#### [EXCERPT PROVIDED]
FIG. 11 shows a conceptual stack-oriented process performed by filter 160. An actual implementation may differ. The filter 160 receives 210 a physical layer bitstream. The filter 160 identifies or parses 212 the physical layer bitstream into sequenced data link layer HDLC packets or frames (including 0-bit unstuffing), preferably in the order that they are received in the bitstream (reordering in accordance with sequence numbers may be called for in some circumstances). The filter determines 214 if network-layer content (e.g. a message unit) carried by the data link packet or frame is unnecessary, for example if it is a maintenance message that is a repeat of a preceding message unit. If the current data link frame is determined 214 to be unnecessary, e.g. a redundant maintenance message, then the filter 160 deletes or omits 216 from the packet sequence the unnecessary packet or frame carrying the repeat maintenance message unit. Any remaining or undeleted message units are put 218 into HDLC data link packets (including 0-bit stuffing). The packets are then transmitted 220 as a bitstream.

The process of FIG. 11 includes steps that may not be essential for filtering but are helpful in understanding the conceptual effect of the filter 160. For example, the putting 218 (packetizing/framing) may not actually be necessary, because a frame being passed can simply be sent as received. The filter looks into MTP level 3 information to prevent certain information from moving up the protocol stack of the downstream signaling device 200.

FIG. 12 shows a detailed embodiment of a filter 160. The embodiment in FIG. 12 may be readily implemented, for example, using a field programmable gate array (FPGA). An input module 230 receives incoming data, and has functionality for serial-to-parallel conversion, flag detection, zero deletion, and sequence number comparison. An input shift register 232 and counter module or state machine 234 are provided for maintaining input state information. A temporary FIFO 236 and output 238 carry data to an output module 240. The output module 240 uses a counter module 242 and output shift register 244 for maintaining output state information. The output module performs inverses of some of the operations in the input module 230, including: parallel to serial conversion, flag generation, zero insertion, and sending output.

FIG. 13 primarily shows operational aspects of the input module 230. The input module 230 receives 260 the input serial data from an upstream node and synchronizes 262 by detecting an opening flag of a signal unit. The input module 230 uses the input shift register 232 to shift 264 the data in while deleting zeroes from the input bitstream to transform the zero-padded input bits (per HDLC protocol) to actual octets. The use of octets or bytes simplifies the logic circuitry. As the signal unit octets are received and placed in the temporary FIFO 236 and fed to the state machine 234, the state machine 234 keeps track 266 of the current byte of the signal unit (i.e. the current location in the packet). When the state machine 234 receives sufficient octets of a signal unit to recognize a FISU or LSSU and a flag is received 268 (indicating the end of the current signal unit and the start of another), the state machine 234 compares 268 the first 3 bytes of the current signal unit to the first 3 bytes of the previously received signal unit. If they match 272, the current signal unit is discarded by flushing 279 the temporary FIFO 236. If the current signal unit does not match 275 the previously received signal unit then it is known that the FISU/LSSU is not a duplicate, in which case the bytes of the signal unit are transferred 276 from the temporary FIFO 236 to the output FIFO 238.

#### [CHALLENGE A]
In the records, rewrite everything from the line containing "like [18, 2]." down to the end of the records, substituting "elbow" for "shoulder" and leaving everything else unchanged.

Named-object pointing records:
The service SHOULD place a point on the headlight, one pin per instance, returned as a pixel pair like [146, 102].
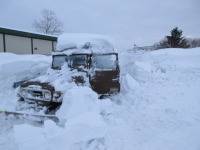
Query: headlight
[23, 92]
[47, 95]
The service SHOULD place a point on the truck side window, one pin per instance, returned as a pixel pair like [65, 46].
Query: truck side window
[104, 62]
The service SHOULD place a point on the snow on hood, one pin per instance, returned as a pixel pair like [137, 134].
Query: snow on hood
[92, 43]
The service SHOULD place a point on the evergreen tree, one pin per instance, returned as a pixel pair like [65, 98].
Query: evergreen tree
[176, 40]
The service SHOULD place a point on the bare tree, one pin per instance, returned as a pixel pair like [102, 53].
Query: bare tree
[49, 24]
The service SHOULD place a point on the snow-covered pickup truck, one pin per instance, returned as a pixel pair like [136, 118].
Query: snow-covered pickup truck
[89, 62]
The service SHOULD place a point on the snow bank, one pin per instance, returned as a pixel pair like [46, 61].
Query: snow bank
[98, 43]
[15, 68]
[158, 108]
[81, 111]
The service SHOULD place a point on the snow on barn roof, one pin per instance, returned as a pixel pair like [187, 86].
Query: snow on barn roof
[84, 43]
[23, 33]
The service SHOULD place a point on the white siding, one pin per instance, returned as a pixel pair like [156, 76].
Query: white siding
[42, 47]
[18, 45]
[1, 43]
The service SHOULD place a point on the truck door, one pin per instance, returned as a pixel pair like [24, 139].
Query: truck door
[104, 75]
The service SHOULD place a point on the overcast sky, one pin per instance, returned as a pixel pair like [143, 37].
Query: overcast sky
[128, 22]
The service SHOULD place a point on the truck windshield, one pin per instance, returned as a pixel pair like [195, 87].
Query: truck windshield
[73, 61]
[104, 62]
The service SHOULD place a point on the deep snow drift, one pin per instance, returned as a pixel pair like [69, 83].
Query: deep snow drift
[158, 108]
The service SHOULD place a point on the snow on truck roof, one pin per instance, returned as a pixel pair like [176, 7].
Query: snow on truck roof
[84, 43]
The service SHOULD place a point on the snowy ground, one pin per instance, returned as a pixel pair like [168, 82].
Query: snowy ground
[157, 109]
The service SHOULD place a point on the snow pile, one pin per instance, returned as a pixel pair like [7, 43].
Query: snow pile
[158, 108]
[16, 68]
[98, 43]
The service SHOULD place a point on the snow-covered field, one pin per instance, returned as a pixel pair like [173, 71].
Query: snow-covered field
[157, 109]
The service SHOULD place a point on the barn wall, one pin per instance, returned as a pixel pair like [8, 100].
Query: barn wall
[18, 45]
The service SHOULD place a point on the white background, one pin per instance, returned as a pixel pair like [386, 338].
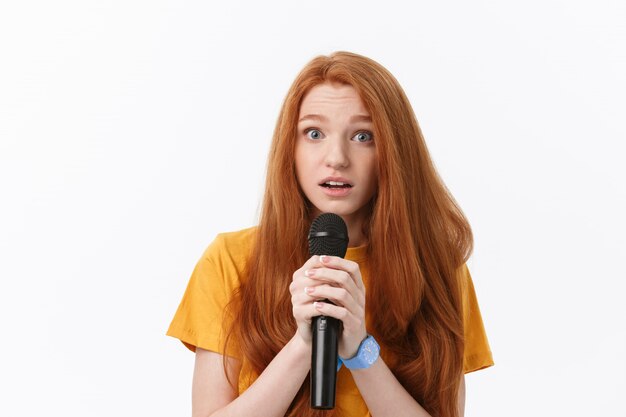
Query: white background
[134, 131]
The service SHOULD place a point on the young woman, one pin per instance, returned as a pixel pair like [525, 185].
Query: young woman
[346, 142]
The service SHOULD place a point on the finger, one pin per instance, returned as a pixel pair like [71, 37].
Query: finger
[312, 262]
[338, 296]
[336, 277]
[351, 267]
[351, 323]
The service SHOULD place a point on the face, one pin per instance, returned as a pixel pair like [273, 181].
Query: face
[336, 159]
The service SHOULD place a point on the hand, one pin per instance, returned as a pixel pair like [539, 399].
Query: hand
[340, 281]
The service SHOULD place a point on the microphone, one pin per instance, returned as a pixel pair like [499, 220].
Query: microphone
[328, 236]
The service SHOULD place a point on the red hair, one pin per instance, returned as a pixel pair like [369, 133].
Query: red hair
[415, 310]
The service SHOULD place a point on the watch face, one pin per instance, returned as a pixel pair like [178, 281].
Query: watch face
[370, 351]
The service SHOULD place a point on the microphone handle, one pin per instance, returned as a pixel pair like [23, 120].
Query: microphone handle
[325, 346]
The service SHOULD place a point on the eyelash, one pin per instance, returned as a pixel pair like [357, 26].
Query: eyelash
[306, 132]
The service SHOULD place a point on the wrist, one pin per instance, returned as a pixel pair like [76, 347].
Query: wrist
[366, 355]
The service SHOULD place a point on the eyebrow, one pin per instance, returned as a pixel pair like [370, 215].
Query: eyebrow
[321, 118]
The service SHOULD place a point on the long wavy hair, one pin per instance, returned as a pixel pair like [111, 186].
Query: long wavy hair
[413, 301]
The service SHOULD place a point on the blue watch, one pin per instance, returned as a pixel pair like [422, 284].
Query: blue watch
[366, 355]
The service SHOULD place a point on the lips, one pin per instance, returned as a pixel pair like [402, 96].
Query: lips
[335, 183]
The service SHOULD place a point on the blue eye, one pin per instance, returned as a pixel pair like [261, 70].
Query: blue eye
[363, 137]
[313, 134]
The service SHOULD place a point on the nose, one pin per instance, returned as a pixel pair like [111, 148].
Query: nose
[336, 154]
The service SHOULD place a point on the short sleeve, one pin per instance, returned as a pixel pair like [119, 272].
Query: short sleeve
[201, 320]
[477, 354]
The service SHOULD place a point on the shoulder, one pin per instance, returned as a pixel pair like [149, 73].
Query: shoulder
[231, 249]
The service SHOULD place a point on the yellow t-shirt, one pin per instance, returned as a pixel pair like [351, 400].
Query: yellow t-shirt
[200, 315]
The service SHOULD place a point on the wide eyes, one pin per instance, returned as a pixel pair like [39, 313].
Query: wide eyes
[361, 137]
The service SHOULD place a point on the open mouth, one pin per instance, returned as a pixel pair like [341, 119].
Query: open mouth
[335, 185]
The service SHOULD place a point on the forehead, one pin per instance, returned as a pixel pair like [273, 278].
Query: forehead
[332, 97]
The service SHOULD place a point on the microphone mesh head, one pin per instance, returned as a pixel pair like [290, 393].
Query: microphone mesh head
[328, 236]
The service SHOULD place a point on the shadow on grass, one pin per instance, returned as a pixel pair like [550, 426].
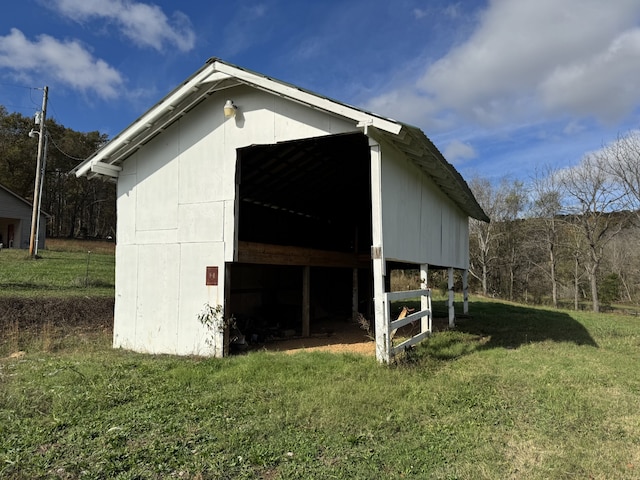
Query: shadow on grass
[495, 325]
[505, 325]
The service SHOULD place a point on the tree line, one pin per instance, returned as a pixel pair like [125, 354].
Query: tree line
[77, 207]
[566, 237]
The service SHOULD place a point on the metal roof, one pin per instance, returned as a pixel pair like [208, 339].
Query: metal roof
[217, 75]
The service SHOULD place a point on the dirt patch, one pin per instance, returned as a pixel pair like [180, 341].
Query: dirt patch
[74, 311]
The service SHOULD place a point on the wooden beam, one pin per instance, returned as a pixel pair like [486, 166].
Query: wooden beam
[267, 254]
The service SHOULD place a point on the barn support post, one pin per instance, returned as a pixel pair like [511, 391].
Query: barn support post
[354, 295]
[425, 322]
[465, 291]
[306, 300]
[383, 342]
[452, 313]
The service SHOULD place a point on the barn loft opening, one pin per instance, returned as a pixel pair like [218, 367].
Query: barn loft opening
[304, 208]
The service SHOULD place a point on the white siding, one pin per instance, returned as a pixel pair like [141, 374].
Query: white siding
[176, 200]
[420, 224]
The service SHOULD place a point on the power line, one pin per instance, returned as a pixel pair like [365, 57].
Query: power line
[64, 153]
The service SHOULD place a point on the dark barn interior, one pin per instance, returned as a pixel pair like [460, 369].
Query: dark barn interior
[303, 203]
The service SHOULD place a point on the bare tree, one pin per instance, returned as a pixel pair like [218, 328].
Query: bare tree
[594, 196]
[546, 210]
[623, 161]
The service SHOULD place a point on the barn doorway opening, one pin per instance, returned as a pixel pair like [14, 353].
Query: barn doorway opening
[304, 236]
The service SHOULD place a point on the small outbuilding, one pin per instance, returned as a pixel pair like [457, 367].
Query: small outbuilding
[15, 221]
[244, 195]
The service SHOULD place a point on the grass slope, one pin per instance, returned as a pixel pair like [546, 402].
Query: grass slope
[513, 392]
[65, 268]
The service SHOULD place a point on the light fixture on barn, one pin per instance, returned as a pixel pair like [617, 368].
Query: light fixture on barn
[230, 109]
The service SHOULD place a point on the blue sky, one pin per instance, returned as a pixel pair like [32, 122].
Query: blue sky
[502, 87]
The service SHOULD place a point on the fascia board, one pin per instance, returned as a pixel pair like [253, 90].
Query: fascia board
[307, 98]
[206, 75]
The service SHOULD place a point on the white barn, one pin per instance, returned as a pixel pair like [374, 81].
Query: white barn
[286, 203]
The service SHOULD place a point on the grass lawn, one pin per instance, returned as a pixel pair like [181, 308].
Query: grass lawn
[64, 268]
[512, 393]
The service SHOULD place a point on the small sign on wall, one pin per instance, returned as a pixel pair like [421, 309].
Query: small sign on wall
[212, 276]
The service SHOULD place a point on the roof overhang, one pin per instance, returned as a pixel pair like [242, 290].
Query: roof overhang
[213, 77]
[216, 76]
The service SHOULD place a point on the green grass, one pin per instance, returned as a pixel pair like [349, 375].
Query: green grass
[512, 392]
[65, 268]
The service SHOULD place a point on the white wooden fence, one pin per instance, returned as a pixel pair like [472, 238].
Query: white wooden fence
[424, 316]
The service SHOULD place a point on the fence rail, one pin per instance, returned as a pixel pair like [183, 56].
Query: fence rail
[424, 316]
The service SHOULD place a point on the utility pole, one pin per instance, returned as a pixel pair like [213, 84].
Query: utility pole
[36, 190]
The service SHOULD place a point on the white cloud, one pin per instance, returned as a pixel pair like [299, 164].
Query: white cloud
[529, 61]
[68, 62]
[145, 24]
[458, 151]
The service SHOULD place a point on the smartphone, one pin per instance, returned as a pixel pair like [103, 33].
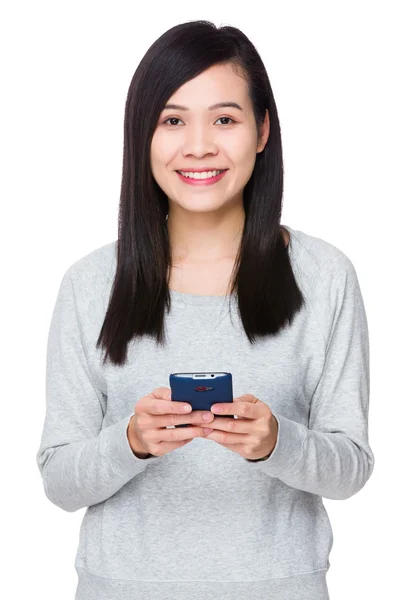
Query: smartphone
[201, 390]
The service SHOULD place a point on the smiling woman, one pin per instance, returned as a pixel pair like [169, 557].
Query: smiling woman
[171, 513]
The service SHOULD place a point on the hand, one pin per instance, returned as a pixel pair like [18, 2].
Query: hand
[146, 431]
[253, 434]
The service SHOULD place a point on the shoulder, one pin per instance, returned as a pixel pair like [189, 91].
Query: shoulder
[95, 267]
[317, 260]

#### [CHALLENGE B]
Answer these questions using the filter description:
(i) What kind of device can readily implement the embodiment shown in FIG. 12?
(ii) In FIG. 13, how many bytes of the current signal unit are compared with the previously received signal unit?
(iii) What information does the filter look into to keep certain information from moving up the protocol stack of the downstream signaling device?

#### [SOLUTION A]
The service SHOULD place a point on the hand, one pin per instance, returned as a pixel pair like [18, 2].
Query: hand
[146, 431]
[253, 434]
The service SHOULD place a point on the elbow, one pin per instance, returned as a pixel pair like [189, 91].
Query: elbow
[95, 267]
[317, 260]

#### [SOLUTION B]
(i) A field programmable gate array (FPGA).
(ii) The first 3 bytes.
(iii) MTP level 3 information.